**ASSIGNMENT:** All of the listing should be transcribed exactly.

--- START ---

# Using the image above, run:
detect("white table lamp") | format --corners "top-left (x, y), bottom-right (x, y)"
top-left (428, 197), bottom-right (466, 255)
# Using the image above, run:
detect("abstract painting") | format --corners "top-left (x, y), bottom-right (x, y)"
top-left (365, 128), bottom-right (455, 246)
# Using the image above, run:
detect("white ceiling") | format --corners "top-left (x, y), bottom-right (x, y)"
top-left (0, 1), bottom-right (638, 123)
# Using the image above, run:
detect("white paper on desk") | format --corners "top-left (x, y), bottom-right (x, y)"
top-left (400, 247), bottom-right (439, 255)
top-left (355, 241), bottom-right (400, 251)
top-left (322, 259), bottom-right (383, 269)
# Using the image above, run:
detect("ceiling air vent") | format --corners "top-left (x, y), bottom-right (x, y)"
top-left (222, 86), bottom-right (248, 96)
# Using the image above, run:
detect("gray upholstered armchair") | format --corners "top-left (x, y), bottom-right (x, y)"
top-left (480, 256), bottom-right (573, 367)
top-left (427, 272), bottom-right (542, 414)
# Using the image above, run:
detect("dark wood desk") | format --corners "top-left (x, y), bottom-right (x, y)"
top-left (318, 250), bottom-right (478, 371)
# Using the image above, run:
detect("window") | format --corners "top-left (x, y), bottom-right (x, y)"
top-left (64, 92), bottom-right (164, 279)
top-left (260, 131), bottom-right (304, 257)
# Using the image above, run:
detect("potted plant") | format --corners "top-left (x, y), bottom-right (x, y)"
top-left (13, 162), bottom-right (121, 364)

--- END ---

**WRITTEN REPLY:**
# Using the image above, run:
detect("white table lamp") | format --corners "top-left (x, y), bottom-right (x, y)"
top-left (428, 197), bottom-right (466, 255)
# Using the image above, run:
detect("abstract painting") | format --corners "top-left (x, y), bottom-right (x, y)"
top-left (365, 128), bottom-right (455, 246)
# Using the image above, run:
detect("white ceiling") | format --corners "top-left (x, y), bottom-right (x, y)"
top-left (0, 1), bottom-right (638, 123)
# Using the image above, run:
detect("white paper on desk") | format --corners "top-left (x, y), bottom-right (x, y)"
top-left (400, 247), bottom-right (439, 255)
top-left (355, 241), bottom-right (400, 251)
top-left (322, 259), bottom-right (383, 269)
# Using the image above, run:
detect("ceiling air vent") | format --corners "top-left (x, y), bottom-right (x, y)"
top-left (222, 86), bottom-right (248, 96)
# Using the image above, run:
detect("gray upholstered armchair") | format --corners "top-left (x, y), bottom-right (x, y)"
top-left (480, 256), bottom-right (573, 367)
top-left (427, 272), bottom-right (542, 414)
# Using the image above, run:
detect("dark wood desk") | format --corners "top-left (x, y), bottom-right (x, y)"
top-left (318, 250), bottom-right (478, 371)
# Using the image above, run:
detect("window") | format --corners "top-left (x, y), bottom-right (x, y)"
top-left (64, 92), bottom-right (164, 279)
top-left (260, 131), bottom-right (304, 257)
# Using the image above, run:
detect("potted plant") | format --corners "top-left (x, y), bottom-right (x, y)"
top-left (13, 162), bottom-right (121, 364)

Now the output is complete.